Énoncé: Pouvez-vous recopier mot pour mot le passage de la notice sur le Père Joseph Paris compris entre "En tête de liste" et "à LANDRECIES (Nord).", bornes incluses ?

Texte étudié:
Le jeudi
20 mai, fête de l'Ascension, le Père Joseph
PARIS était encore bien conscient. Il l'est d'ailleurs pratiquement
resté jusqu'à la fin. Les confrères qui l'ont
visité et le personnel soignant ont essayé de lui
faire vivre au mieux, spirituellement, cette fête. Le lendemain
21 mai, à 4 heures du matin, c'est dans la lumière
de cette fête de l'Ascension qu'il a fermé les yeux
à la lumière de ce monde pour les ouvrir à
la lumière éternelle de Dieu. Et ce, dans la 84ème
année de son âge, la 65éme de sa Profession
Religieuse et la 57éme de son Sacerdoce.
En tête de liste de notre "Elenchus" (annuaire religieux),
il était le religieux le plus ancien de notre Province Française
et le seul à avoir encore connu notre fondateur, le Père
DEHON.
Le Père Joseph PARIS est né le 3 février 1910
à LANDRECIES (Nord).
En octobre 1920, âgé de 10 ans, il entre à 1'Ecole
Apostolique Saint-Clément de THIEU en Belgique. (C'est à
ce moment-là, entre 1920 et 1925, à 1'occasion d'une
Fête, qu'il fait la connaissance du Père DEHON).
En juin 1927, âgé de 17 ans, il entre au Noviciat de
BRUGELETTE. Il y fait Profession Religieuse l'année suivante,
le 29 septembre 1928.
Durant une année il est professeur à l'Ecole Apostolique
de BLAUGIES. De 1929 à 1931, il fait ses études de
philosophie à LOUVAIN. De 1931 à 1932, il fait son
service militaire à ALGER. De 1932 à 1933, il est
professeur à l'Ecole Apostolique Saint-Clément de
VIRY-CHATILLON. De 1933 à 1937, il fait ses études
de théologie à LILLE.
Le 5 juillet 1936,il y est ordonné prêtre ainsi que
sept autres confrères dont l'un est encore bien vivant (92
ans) à MOUGINS: le Père Charles SPITZ
Après avoir terminé sa 4ème année de
théologie, le Père Joseph va poursuivre ce qu'il a
commencé. Il va se consacrer au professorat dans nos Ecoles
Apostoliques en France puis en Afrique. Il sera professeur durant
deux ans à Saint-Clément (1937-1939). Mobilisé
pendant la guerre 1939/40, il sera ensuite professeur à Neussargues
durant sept ans (de 1940 à 1947), puis il le sera au Cameroun
durant vingt sept ans (de 1948 à 1975).
En 1975, il rentre définitivement en France et est nommé
à la communauté de Viry-St-Clément. Il y reste
jusqu'au 19 août 1982, date où il rejoint la communauté
de Mougins. En retraite de professorat, il ne s'ennuiera jamais.

Données fournies:
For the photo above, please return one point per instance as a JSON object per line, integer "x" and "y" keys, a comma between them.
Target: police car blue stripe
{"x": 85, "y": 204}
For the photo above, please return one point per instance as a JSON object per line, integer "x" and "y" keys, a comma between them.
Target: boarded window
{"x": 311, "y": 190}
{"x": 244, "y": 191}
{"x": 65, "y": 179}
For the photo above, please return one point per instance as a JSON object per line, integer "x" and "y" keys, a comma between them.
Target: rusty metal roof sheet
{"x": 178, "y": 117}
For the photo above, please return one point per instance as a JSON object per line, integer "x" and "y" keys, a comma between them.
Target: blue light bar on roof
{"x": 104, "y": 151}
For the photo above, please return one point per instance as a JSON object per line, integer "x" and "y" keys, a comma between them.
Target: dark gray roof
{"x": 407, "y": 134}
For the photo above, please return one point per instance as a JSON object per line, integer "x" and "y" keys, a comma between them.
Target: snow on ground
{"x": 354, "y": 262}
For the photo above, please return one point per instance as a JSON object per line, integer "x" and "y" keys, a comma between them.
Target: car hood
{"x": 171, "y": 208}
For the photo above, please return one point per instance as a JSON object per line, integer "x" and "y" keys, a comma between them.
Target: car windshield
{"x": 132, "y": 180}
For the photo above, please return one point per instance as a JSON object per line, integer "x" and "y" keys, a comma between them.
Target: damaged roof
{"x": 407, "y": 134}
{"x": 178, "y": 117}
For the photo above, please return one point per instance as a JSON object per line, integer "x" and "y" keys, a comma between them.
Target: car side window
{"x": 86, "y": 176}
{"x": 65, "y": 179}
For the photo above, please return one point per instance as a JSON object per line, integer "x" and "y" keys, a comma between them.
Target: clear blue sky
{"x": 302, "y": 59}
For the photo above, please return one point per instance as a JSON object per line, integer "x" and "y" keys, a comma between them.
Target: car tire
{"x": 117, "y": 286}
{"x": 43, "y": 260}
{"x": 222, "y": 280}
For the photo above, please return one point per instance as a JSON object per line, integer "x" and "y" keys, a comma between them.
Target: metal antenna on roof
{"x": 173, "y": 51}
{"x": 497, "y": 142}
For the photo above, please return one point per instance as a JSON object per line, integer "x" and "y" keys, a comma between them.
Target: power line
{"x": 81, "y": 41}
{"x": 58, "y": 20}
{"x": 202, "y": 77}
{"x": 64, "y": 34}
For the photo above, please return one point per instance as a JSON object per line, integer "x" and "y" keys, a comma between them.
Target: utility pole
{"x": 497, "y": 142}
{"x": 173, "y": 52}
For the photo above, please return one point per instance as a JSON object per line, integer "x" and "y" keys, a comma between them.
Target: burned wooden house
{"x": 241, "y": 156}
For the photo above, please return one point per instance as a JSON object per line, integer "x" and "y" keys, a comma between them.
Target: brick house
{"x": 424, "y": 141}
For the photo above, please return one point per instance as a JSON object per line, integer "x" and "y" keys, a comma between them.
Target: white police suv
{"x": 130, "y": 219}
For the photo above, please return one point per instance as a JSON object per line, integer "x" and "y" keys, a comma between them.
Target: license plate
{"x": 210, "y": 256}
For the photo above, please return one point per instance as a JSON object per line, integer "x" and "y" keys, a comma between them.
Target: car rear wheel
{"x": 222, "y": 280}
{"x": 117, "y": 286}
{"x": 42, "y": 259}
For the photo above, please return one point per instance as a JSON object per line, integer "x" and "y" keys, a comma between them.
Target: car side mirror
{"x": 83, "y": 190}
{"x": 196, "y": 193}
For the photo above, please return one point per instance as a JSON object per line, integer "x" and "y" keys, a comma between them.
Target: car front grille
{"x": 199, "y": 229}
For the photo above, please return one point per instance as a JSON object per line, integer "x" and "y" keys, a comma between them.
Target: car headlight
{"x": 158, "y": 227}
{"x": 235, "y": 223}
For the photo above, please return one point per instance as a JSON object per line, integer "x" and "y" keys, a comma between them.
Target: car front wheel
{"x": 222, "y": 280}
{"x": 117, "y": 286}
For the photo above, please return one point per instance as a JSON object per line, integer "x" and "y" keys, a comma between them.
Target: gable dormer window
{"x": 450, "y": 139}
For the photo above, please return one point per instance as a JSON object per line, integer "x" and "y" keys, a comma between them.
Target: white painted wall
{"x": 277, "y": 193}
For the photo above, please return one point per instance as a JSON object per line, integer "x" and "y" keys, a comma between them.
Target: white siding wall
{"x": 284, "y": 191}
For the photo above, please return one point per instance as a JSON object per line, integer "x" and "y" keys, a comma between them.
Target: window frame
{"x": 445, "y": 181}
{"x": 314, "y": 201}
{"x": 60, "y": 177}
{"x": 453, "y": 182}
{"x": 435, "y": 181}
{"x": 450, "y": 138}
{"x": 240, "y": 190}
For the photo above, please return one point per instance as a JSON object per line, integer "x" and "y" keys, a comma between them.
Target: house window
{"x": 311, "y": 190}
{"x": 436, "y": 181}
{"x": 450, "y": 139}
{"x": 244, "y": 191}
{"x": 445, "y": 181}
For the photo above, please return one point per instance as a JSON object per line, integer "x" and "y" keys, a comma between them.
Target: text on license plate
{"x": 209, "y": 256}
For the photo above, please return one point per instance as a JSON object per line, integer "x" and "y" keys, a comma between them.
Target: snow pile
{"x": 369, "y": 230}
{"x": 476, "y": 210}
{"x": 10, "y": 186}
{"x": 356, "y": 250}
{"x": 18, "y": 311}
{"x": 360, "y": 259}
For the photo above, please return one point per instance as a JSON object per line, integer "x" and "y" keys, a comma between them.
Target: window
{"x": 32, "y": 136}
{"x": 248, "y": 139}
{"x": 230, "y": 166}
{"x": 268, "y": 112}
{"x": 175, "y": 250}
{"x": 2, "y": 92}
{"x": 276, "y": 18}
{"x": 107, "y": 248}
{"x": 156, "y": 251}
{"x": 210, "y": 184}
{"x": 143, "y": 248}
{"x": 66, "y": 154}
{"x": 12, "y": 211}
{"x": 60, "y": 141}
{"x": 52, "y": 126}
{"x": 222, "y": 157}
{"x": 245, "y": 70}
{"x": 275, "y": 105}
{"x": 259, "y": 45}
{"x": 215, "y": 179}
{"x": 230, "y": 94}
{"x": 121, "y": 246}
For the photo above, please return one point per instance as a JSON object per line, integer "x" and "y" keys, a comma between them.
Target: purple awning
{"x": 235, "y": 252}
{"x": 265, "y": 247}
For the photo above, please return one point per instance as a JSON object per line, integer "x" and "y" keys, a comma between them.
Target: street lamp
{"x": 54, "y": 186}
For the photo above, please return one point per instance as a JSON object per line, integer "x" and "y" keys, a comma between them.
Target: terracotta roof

Tâche réalisée:
En tête de liste de notre "Elenchus" (annuaire religieux),
il était le religieux le plus ancien de notre Province Française
et le seul à avoir encore connu notre fondateur, le Père
DEHON.
Le Père Joseph PARIS est né le 3 février 1910
à LANDRECIES (Nord).